(Dataset records)
....................
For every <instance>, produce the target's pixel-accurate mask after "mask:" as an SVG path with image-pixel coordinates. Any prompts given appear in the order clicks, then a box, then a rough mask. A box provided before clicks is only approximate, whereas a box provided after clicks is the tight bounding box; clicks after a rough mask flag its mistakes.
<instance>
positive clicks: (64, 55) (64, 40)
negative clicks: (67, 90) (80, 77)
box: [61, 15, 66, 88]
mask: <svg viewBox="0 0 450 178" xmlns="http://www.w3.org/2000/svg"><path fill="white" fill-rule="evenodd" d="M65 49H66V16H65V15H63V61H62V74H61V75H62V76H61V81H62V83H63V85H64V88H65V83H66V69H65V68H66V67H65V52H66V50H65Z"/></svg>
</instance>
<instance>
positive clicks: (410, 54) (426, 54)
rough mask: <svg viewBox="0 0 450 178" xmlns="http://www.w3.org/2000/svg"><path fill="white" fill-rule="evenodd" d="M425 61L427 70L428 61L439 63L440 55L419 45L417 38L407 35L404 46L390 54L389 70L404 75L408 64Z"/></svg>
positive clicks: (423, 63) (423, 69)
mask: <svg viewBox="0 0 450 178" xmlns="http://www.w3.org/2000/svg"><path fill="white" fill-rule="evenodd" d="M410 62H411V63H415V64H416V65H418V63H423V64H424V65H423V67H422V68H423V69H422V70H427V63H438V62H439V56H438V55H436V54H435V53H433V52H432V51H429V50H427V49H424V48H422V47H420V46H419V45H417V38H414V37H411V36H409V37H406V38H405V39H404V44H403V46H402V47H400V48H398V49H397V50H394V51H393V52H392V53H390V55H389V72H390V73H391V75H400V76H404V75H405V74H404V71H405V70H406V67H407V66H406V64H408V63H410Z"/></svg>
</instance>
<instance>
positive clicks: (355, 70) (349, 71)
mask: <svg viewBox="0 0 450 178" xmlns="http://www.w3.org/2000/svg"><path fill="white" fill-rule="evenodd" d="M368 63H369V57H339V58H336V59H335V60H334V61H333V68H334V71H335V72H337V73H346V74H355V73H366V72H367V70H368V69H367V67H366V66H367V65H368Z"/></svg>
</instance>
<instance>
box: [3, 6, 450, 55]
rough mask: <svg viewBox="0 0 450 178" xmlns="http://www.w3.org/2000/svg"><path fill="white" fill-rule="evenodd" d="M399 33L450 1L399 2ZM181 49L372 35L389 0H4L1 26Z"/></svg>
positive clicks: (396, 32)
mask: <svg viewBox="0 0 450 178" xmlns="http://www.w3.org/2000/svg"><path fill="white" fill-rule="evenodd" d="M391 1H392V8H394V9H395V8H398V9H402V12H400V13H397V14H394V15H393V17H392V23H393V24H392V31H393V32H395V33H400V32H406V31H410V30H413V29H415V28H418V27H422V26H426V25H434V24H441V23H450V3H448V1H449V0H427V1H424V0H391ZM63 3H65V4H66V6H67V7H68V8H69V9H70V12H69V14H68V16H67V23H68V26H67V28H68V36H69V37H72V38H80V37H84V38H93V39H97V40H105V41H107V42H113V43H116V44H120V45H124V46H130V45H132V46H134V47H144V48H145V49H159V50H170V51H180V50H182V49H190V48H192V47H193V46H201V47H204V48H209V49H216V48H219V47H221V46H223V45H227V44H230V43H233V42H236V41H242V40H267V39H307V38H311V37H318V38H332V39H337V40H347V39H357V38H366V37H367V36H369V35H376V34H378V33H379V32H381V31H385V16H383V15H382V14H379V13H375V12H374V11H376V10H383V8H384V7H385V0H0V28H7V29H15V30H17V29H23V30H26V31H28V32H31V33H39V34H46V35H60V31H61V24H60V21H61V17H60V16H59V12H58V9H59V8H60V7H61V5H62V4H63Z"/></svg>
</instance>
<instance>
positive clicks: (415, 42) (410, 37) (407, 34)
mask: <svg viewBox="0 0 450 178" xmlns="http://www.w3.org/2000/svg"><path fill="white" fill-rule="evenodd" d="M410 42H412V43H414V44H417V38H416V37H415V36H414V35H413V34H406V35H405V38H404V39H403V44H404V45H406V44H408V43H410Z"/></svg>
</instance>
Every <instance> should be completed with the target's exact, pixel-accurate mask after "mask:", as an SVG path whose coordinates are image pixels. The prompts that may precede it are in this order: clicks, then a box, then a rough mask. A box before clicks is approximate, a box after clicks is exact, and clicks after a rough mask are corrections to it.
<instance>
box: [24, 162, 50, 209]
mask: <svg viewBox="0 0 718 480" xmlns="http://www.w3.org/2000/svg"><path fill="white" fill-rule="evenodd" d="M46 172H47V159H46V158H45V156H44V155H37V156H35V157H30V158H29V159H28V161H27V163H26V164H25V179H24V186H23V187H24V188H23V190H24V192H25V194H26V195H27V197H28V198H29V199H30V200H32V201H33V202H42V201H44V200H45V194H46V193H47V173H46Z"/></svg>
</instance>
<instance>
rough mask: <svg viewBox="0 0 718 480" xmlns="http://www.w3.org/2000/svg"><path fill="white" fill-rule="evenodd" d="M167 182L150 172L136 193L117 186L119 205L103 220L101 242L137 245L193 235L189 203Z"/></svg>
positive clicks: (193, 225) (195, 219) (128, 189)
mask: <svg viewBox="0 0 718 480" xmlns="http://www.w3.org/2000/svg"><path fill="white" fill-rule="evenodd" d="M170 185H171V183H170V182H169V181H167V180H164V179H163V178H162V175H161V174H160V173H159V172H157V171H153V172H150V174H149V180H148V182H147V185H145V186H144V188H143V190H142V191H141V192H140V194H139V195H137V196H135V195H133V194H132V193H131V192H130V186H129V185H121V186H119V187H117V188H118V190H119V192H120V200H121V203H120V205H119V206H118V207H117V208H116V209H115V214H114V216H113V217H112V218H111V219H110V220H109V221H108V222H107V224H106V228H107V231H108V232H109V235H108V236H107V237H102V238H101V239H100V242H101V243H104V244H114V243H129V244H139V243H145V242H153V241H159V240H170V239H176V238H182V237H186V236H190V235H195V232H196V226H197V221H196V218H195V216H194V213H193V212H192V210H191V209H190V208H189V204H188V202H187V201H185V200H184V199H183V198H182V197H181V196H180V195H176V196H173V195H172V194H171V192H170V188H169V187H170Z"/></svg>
....................
* [TASK REQUIREMENTS] Repeat the data word for word, starting at its first line and stopping after the line that contains "61L427 70L428 61L439".

* [RESULT OF THIS TASK]
For every <instance>, produce the target's pixel-accurate mask after "mask:" as an SVG path with image-pixel coordinates. Any prompts given appear in the order clicks, then a box, then a rough mask. A box provided before clicks is only approximate, whereas a box provided after clicks is the tight bounding box; clicks after a rough mask flag its mistakes.
<instance>
positive clicks: (64, 55) (64, 40)
negative clicks: (67, 90) (80, 77)
box: [61, 15, 66, 88]
mask: <svg viewBox="0 0 450 178" xmlns="http://www.w3.org/2000/svg"><path fill="white" fill-rule="evenodd" d="M65 49H66V16H65V15H63V61H62V74H61V75H62V76H61V81H62V83H63V85H64V88H65V83H66V69H65V68H66V67H65V52H66V50H65Z"/></svg>
</instance>
<instance>
positive clicks: (410, 54) (426, 54)
rough mask: <svg viewBox="0 0 450 178" xmlns="http://www.w3.org/2000/svg"><path fill="white" fill-rule="evenodd" d="M425 61L427 70L428 61L439 63L440 55L419 45L417 38L407 35L404 46L390 54L389 70L404 75L408 64Z"/></svg>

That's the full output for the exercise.